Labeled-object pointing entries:
◆ ◆ ◆ ◆

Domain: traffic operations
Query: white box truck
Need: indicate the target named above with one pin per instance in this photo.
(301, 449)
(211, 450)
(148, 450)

◆ ◆ ◆ ◆

# PROMPT
Rewrite the records with "pin" changed to "marker" throughout and every other part left as it is.

# EXERCISE RESULT
Domain: traffic operations
Query: white box truck
Need: indicate the target named above with one marker per instance in this photo.
(301, 449)
(211, 450)
(148, 450)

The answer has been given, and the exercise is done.